PROBLEM DETAILS: Restate the entries below without a single change.

(Collected data)
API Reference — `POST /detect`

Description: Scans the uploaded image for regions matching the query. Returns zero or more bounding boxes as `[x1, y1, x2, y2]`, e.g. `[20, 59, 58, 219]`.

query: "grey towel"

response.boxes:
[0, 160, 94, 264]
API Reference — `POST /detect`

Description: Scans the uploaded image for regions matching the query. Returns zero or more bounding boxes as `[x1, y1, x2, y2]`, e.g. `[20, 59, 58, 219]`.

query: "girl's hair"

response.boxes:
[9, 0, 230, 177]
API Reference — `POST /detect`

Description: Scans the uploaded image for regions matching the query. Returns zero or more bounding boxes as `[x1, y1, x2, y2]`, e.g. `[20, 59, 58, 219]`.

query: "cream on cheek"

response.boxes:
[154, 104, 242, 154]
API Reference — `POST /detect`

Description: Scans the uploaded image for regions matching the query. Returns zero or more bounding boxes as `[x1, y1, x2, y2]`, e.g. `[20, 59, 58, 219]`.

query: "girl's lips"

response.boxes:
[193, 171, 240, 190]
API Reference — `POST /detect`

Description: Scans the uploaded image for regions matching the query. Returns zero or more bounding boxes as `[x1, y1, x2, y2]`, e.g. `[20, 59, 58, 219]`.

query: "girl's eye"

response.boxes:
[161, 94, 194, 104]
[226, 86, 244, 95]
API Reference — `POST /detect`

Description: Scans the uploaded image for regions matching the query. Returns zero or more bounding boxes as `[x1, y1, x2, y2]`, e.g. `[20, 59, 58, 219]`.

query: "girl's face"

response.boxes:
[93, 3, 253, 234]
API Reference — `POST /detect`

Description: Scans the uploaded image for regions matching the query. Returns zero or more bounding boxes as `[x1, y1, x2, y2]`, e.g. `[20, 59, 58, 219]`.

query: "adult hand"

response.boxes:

RESPONSE FOR THIS EXERCISE:
API Reference — `POST /detect`

Description: Scans the uploaded image for regions matching the query. Returns zero or more bounding boxes as `[x1, y1, x2, y2]`, e.g. `[20, 59, 58, 219]`.

query: "grey towel"

response.boxes:
[0, 160, 94, 264]
API Reference — `POST /detect`

Description: Scans the uploaded image for regions matching the query. Returns zero or more bounding boxes as `[x1, y1, x2, y2]`, e.g. `[20, 59, 58, 219]`.

query: "girl's hair"

response.boxes:
[9, 0, 230, 177]
API Reference — `POST /detect`

Description: Scans the uploaded image for regions matching the query. Returns zero or more bounding boxes as `[x1, y1, x2, y2]`, e.g. `[20, 59, 58, 219]`.

query: "cream on cheek"

response.boxes:
[154, 104, 242, 154]
API Reference — `POST /detect`

Description: Scans the uploaded image for regions matching the query. Returns zero or more bounding boxes as `[x1, y1, x2, y2]`, e.g. `[20, 59, 58, 219]`.

query: "girl's lips"

response.boxes:
[193, 171, 240, 190]
API Reference — `POST /detect`

Description: Scans the uploaded image for regions matching the query. Returns zero or more bounding boxes as `[x1, y1, x2, y2]`, e.g. `[20, 59, 58, 219]`.

query: "girl's eye"

response.boxes:
[161, 94, 194, 104]
[226, 86, 244, 95]
API Reference — `POST /detect`

Description: Scans the uploaded image for regions matching the query. Returns zero or more bounding boxes as `[x1, y1, x2, y2]`, e.g. `[20, 59, 58, 219]`.

query: "girl's face"

response.boxes:
[93, 3, 253, 234]
API Reference — `POST /detect`

Description: Scans the uploaded image for regions matching the query. Returns zero or more bounding boxes as `[x1, y1, x2, y2]`, e.g. `[20, 59, 58, 219]`.

query: "adult hand"

response.boxes:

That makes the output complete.